▶ _TASK OBJECTIVE_: Rewrite the lines below as a numbered list, leaving out any blank lines.

*-*-*

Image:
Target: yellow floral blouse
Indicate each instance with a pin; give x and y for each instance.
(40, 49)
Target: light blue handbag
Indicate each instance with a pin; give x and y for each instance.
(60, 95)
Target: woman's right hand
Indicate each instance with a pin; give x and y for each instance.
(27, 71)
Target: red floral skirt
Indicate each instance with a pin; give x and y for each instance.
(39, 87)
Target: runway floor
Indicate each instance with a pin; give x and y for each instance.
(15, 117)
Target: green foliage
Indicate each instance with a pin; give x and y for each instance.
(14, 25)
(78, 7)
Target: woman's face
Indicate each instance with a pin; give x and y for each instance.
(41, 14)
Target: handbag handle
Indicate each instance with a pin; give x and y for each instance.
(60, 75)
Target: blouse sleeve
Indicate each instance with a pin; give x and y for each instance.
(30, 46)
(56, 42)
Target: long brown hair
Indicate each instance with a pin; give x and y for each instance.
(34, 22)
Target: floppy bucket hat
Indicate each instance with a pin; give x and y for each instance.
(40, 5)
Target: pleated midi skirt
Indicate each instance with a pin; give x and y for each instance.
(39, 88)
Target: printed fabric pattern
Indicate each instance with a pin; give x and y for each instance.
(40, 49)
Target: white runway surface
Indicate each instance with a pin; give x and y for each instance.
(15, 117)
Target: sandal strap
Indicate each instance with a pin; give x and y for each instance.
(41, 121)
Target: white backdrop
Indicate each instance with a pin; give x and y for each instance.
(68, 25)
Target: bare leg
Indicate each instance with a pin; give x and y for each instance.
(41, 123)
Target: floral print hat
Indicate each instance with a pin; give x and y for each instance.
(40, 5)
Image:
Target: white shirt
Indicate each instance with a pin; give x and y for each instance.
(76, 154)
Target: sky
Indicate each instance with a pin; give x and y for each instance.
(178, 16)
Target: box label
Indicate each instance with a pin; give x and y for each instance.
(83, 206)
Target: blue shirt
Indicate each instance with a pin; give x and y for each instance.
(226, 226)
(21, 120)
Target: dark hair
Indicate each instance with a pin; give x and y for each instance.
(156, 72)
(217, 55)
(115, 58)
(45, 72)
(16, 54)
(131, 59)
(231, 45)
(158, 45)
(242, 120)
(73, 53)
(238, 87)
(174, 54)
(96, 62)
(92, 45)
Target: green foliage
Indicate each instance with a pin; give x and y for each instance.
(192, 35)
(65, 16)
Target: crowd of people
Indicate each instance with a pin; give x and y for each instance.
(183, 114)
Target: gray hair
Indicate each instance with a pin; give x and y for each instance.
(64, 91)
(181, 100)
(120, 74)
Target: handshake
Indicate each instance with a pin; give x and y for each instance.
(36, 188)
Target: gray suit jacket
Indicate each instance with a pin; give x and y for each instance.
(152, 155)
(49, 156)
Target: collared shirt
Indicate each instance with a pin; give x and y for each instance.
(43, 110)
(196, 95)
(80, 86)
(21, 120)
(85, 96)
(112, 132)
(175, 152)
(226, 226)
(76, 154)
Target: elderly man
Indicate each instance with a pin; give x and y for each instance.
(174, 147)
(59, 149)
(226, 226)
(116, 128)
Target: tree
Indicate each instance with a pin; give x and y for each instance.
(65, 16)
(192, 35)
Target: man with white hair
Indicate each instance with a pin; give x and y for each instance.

*-*-*

▶ _TASK OUTPUT_:
1. Image:
2. Target: yellow floral blouse
3. Indicate each instance with a pin; give x and y for each instance.
4. (40, 49)
5. Target: light blue handbag
6. Indicate each instance with a pin; give x and y for each instance.
7. (60, 95)
8. Target: woman's right hand
9. Indicate each instance with a pin; give x and y for each instance.
10. (27, 71)
11. Target: red floral skirt
12. Indicate each instance with a pin; give x and y for each instance.
13. (39, 87)
14. Target: runway floor
15. Indicate each instance with a pin; give x and y for each instance.
16. (15, 117)
17. Target: green foliage
18. Indicate each instance with a pin; give x and y for each instance.
19. (14, 25)
20. (78, 7)
21. Target: woman's face
22. Indicate each instance with a pin; give x and y for each instance.
23. (41, 14)
24. Target: handbag handle
25. Indicate each instance with a pin; give x and y for each instance.
26. (60, 75)
27. Target: blouse sleeve
28. Indicate each instance with a pin; give x and y for each instance.
29. (30, 46)
30. (56, 42)
31. Target: long brown hair
32. Indicate each instance with a pin; give x and y for each instance.
33. (34, 22)
34. Target: floppy bucket hat
35. Indicate each instance with a pin; give x and y for each instance.
36. (40, 5)
37. Target: pleated midi skirt
38. Indicate each instance with a pin; give x and y for each instance.
39. (39, 88)
40. Target: printed fabric pattern
41. Indicate each instance with a pin; give x and y for each instance.
42. (40, 49)
43. Target: white runway surface
44. Indicate each instance with a pin; give x and y for each instance.
45. (15, 117)
46. Target: sandal strap
47. Indicate each instance with a pin; give x and y for each instance.
48. (41, 121)
49. Target: white backdrop
50. Indicate each instance with a pin; give x and y for each instance.
51. (68, 25)
52. Target: bare leg
53. Indicate each instance with a pin; give x and y for each instance.
54. (41, 123)
55. Target: floral print hat
56. Indicate each instance with a pin; give x and y for each instance.
57. (40, 5)
58. Image:
59. Target: white shirt
60. Indicate each instance with a pin; give x and y for each instance.
61. (76, 154)
62. Target: sky
63. Indicate each instance with a pin; give x and y for each instance.
64. (178, 16)
65. Target: box label
66. Indicate each instance with a pin; give x and y for each instance.
67. (83, 206)
68. Target: blue shirt
69. Indicate each instance with a pin; give x and y for each instance.
70. (226, 226)
71. (21, 120)
72. Target: dark hair
73. Indicate each instance with a pin; give x and y for each instance.
74. (156, 72)
75. (217, 55)
76. (115, 58)
77. (45, 72)
78. (16, 54)
79. (131, 59)
80. (231, 45)
81. (158, 45)
82. (242, 120)
83. (73, 53)
84. (238, 87)
85. (174, 54)
86. (96, 62)
87. (92, 45)
88. Target: green foliage
89. Indicate each instance with a pin; give x and y for each instance.
90. (192, 35)
91. (65, 16)
92. Target: crowd of people
93. Indicate each instance with a pin; give x and y for each instance.
94. (183, 114)
95. Target: gray hair
96. Indicate each instance with a pin; give x and y for each instance.
97. (64, 91)
98. (181, 100)
99. (120, 74)
100. Target: handshake
101. Indicate each instance with a pin; give x and y for each instance.
102. (36, 188)
103. Target: gray suit jacket
104. Indicate each instance with a pin; give x and y for each instance.
105. (152, 155)
106. (49, 156)
107. Target: collared shirt
108. Indicate each instance with a pin; give x and y for each instance.
109. (43, 110)
110. (196, 95)
111. (80, 86)
112. (21, 120)
113. (85, 96)
114. (112, 132)
115. (175, 152)
116. (226, 226)
117. (76, 154)
118. Target: elderly man
119. Indicate each instance with a pin; give x and y for each instance.
120. (174, 147)
121. (59, 149)
122. (226, 226)
123. (116, 128)
124. Target: tree
125. Indicate each instance with a pin; give x and y for each instance.
126. (65, 16)
127. (192, 35)
128. Target: man with white hair
129. Indicate each instance with a pin; give x and y for each instance.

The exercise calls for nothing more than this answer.